--- Selection ---

|---|

The same researchers had won the Lasker Prize in 2001.

Saturday, October 6

Can you barbecue humble pie?

I take it all back. Brian Ashton, I questioned your judgement - I stand utterly corrected. Thank you and congratulations.

On the Aussie side of things - I wonder if some Australian journalists need to barbecue some humble pie today after their articles in the run up to the match. Mr Smith clearly knows rugby - he identified that 'hanging on like grim death is what [the English] do better than anything else' and he did identify the pack and Wilkinson as the England strengths. Amongst his declarations about how the Wallabies would easily defeat England, there is the one prescient line
There might be only so much you can do with a nasty, big pack and a goalkicking genius, but one thing that's possible is winning a World Cup quarter-final.


Hey, Smith, cut the arrogance and you could be a very good journalist...

Thursday, October 4

Overwork

It's a common complaint among scientists in the UK that a number of British universities have been closing their Chemistry departments over the last few years. I have to say though, if they're anything like the Chemistry department at my employers, I can see one problem they have. Not that they don't do good work - they do. Not that they aren't contributing to the future wealth of the country - they probably are. But it's because they're completely and utterly insane.

I have, for various reasons, recently had to stay late at work for a number of days in a row, mostly due to the ongoing but soon to be completed installation of my Very Expensive bit of scientific equipment. Which I'm in charge of, hence my inability to say "forget this, I'm going outside while it's still sunny and warmish". This level of work is really getting me down - I'm fed up of it, I'm starting to resent work again, Mondays are not particularly attractive days to me.

But apparently, my workload wouldn't cause a chemist to bat an eyelid, except perhaps in horror that I don't work 12 hour days on a Saturday as well.

This is why no-one wants to be a chemist. 80 hour weeks to earn 30 thousand pounds a year? That's an hourly payscale up their with non-graduate office workers. For that you're going to slave around noxious and dangerous chemicals? Don't think so.

Chemistry is too hard, is supposedly the problem. But maybe it's not that would-be students are too stupid to do it, maybe they're too smart to.

|---|

--- Record excerpts ---
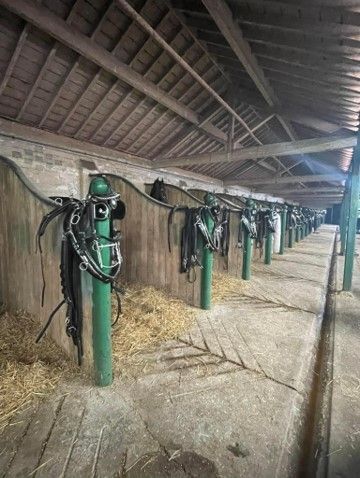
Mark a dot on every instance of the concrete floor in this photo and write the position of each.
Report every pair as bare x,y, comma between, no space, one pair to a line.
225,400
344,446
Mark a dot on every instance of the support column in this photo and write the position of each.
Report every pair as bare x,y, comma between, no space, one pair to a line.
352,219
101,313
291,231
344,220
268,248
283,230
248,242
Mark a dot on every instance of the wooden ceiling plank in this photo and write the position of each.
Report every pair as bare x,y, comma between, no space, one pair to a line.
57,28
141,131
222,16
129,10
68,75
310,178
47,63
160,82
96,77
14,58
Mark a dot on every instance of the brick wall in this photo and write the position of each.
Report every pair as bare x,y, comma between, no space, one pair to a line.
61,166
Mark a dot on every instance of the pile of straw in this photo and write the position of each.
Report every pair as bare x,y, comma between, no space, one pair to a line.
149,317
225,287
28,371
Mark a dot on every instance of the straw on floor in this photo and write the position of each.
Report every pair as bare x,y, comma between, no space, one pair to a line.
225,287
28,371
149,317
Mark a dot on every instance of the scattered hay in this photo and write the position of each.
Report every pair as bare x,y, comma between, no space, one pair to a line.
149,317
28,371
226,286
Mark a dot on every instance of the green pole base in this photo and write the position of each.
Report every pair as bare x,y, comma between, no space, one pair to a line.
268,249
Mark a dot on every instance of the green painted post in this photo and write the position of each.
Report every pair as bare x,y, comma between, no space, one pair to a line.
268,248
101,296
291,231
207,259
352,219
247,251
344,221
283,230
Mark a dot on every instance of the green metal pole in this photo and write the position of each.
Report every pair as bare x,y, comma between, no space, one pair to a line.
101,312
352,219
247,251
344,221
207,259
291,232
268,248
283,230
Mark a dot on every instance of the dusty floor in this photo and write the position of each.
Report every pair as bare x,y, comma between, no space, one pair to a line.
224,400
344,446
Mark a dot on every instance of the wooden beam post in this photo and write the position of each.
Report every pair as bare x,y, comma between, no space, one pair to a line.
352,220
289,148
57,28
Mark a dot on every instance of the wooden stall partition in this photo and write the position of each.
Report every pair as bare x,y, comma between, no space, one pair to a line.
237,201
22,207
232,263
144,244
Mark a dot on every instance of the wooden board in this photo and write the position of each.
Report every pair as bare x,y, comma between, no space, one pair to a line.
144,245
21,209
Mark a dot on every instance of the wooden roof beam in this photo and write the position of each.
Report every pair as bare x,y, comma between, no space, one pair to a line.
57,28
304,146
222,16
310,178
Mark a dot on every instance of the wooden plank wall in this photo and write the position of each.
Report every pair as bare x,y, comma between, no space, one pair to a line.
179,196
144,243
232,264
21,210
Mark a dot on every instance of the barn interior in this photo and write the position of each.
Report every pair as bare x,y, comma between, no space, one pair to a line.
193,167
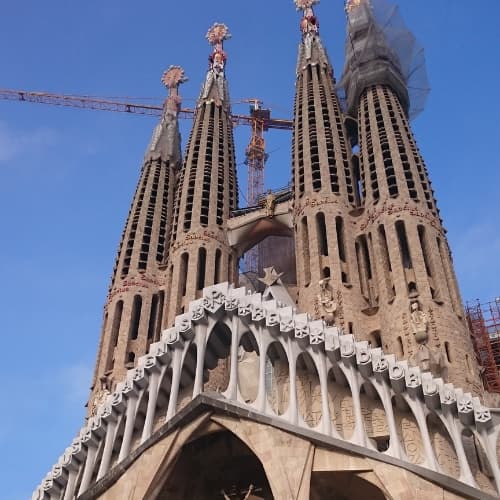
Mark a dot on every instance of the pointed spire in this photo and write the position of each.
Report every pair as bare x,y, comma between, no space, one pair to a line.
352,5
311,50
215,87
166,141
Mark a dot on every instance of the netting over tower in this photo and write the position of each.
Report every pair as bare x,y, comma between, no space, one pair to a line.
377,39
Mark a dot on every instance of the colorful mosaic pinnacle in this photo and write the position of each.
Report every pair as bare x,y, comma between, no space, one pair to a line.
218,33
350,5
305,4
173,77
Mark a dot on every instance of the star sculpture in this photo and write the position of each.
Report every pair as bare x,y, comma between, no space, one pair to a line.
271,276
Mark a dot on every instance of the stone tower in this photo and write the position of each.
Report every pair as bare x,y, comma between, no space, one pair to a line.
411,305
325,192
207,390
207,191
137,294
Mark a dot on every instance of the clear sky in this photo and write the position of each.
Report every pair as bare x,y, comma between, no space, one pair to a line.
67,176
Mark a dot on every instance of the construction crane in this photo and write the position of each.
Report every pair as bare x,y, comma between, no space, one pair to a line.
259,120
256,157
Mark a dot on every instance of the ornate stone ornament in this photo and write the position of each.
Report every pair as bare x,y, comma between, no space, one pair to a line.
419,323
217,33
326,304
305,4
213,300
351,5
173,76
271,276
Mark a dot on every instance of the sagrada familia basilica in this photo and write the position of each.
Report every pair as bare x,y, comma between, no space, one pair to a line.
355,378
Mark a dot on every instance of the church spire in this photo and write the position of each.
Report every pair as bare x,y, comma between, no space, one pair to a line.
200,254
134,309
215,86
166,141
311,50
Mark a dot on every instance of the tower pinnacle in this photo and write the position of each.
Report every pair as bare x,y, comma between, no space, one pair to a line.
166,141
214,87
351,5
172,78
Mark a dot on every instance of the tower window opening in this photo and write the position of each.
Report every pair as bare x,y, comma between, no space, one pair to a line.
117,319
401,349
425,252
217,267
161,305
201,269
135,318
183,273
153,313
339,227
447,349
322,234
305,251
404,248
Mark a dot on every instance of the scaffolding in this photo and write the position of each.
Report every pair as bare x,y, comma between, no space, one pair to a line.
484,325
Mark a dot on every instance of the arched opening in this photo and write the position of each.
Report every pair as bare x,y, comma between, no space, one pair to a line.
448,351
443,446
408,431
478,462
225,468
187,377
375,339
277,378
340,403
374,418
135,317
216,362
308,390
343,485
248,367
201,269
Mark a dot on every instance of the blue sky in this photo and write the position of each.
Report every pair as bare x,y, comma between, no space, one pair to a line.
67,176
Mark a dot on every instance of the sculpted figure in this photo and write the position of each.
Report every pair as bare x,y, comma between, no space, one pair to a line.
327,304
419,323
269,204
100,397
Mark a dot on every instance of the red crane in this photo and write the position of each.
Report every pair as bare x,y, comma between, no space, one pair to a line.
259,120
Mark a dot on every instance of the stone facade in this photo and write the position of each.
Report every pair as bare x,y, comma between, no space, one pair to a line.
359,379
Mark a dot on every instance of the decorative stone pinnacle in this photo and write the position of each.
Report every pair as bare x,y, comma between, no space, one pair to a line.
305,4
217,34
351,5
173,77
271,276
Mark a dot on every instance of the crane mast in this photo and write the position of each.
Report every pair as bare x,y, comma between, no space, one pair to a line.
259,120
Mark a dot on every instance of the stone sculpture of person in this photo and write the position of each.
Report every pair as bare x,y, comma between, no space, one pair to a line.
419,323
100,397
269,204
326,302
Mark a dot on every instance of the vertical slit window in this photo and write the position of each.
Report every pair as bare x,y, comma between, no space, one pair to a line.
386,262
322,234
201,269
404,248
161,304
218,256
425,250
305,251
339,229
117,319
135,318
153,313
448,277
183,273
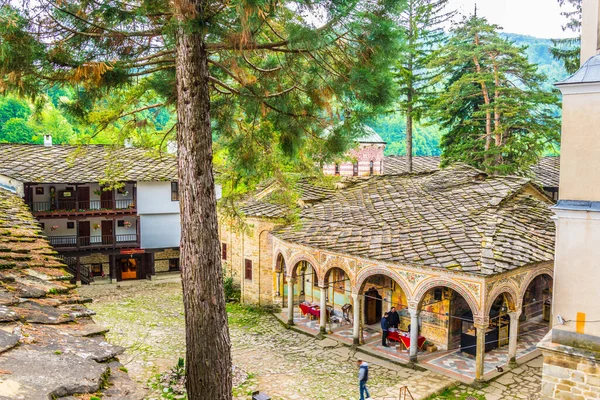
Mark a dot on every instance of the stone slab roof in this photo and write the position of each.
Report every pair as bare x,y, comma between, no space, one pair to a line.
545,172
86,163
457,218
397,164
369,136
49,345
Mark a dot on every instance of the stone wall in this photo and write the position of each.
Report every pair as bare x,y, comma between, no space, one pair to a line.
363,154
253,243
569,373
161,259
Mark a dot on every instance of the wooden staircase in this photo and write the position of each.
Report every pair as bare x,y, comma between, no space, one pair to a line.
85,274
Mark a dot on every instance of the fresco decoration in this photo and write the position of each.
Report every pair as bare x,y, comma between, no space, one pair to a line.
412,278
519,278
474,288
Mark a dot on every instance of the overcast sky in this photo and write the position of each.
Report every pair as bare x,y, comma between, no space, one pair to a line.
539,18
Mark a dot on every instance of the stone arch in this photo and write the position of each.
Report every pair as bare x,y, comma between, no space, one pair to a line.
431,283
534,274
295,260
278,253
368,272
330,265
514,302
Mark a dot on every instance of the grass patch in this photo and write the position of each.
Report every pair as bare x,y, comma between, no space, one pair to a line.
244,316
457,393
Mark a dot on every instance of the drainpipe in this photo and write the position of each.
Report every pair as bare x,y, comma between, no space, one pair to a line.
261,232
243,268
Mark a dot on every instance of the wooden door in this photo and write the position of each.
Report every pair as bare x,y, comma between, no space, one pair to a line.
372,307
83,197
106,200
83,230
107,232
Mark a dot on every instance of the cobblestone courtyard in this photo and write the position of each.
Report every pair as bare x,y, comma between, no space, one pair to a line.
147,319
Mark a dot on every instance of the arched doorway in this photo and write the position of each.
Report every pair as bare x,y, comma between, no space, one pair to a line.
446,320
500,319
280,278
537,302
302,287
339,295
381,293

|---|

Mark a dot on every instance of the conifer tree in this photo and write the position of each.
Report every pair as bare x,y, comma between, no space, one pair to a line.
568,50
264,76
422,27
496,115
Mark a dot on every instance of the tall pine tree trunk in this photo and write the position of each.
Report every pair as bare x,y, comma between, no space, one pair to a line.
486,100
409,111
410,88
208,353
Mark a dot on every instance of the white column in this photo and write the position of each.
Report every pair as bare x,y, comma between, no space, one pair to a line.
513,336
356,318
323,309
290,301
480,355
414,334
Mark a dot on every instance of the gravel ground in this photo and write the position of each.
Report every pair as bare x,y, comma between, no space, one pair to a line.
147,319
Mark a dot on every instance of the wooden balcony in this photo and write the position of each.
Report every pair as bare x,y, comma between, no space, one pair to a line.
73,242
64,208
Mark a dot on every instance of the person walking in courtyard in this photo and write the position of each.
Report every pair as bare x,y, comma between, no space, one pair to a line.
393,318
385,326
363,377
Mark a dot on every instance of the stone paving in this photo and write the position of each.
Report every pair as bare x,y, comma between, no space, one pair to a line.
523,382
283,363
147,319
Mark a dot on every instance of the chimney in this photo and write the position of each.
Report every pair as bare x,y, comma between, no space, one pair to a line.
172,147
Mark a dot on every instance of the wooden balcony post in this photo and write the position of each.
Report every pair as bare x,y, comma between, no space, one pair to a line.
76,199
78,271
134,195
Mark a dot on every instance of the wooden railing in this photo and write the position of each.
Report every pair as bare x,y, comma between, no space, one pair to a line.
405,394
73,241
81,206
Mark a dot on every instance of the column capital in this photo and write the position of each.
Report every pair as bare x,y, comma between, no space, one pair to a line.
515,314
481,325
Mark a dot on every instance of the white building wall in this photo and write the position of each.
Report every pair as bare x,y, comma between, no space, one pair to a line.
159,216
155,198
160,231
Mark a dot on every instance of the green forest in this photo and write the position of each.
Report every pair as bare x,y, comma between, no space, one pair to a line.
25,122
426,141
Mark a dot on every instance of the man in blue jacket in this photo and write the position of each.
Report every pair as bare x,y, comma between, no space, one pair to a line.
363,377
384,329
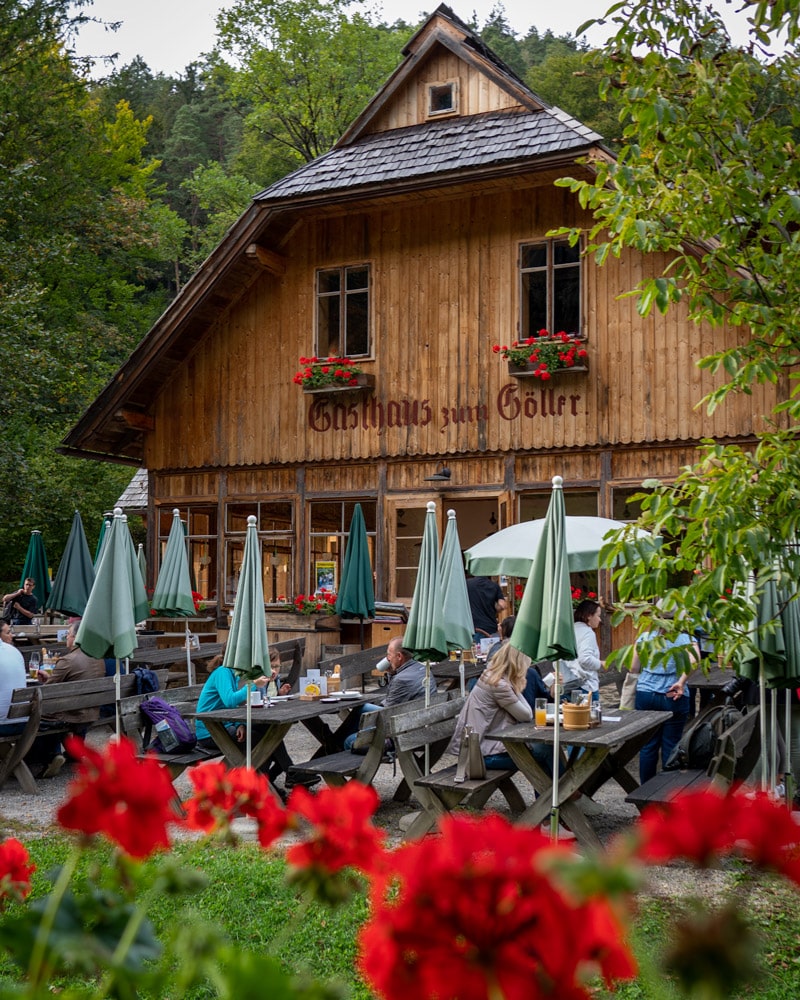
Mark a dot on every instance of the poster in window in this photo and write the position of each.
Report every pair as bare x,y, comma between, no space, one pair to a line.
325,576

|---|

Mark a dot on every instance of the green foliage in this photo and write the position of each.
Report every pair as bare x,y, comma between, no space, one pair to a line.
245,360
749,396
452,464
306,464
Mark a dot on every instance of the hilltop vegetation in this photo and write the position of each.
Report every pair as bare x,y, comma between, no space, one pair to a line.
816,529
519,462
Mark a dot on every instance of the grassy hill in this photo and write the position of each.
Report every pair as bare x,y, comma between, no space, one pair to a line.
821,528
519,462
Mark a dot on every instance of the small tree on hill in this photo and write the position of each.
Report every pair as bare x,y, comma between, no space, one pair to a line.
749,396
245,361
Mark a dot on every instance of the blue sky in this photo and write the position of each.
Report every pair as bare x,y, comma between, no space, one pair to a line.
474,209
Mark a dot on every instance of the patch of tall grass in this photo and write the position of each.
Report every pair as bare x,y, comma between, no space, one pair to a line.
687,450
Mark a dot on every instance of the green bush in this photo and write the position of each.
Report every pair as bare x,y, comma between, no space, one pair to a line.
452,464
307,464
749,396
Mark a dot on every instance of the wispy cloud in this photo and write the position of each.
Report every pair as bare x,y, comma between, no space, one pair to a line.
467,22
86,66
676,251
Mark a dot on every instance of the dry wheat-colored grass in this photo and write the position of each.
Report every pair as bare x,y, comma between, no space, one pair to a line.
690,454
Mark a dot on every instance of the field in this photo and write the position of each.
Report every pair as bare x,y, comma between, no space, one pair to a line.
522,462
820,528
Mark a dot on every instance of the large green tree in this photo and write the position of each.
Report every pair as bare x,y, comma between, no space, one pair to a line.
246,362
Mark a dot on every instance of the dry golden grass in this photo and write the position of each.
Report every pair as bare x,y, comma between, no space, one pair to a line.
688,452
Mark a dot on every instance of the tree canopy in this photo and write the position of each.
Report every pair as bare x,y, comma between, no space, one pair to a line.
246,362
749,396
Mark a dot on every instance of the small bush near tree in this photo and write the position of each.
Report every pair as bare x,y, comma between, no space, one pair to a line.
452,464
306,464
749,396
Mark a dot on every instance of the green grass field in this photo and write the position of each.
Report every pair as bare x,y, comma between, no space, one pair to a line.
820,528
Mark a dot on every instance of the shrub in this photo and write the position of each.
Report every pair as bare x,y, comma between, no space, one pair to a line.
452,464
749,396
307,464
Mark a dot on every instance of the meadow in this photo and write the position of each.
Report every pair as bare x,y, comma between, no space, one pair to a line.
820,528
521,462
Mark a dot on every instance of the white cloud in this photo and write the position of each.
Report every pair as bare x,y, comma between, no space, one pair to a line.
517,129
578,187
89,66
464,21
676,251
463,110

|---|

--- Short problem 1 ---
Write out the part of the blog text from "Saturday, October 6" to "very good journalist...", word for word.
--- Short problem 2 ---
Translate this sentence from the blog text into Spanish: "This is why no-one wants to be a chemist."
Work from the blog text only.

--- Full answer 1 ---
Saturday, October 6

Can you barbecue humble pie?

I take it all back. Brian Ashton, I questioned your judgement - I stand utterly corrected. Thank you and congratulations.

On the Aussie side of things - I wonder if some Australian journalists need to barbecue some humble pie today after their articles in the run up to the match. Mr Smith clearly knows rugby - he identified that 'hanging on like grim death is what [the English] do better than anything else' and he did identify the pack and Wilkinson as the England strengths. Amongst his declarations about how the Wallabies would easily defeat England, there is the one prescient line
There might be only so much you can do with a nasty, big pack and a goalkicking genius, but one thing that's possible is winning a World Cup quarter-final.


Hey, Smith, cut the arrogance and you could be a very good journalist...

--- Full answer 2 ---
Por eso nadie quiere ser químico.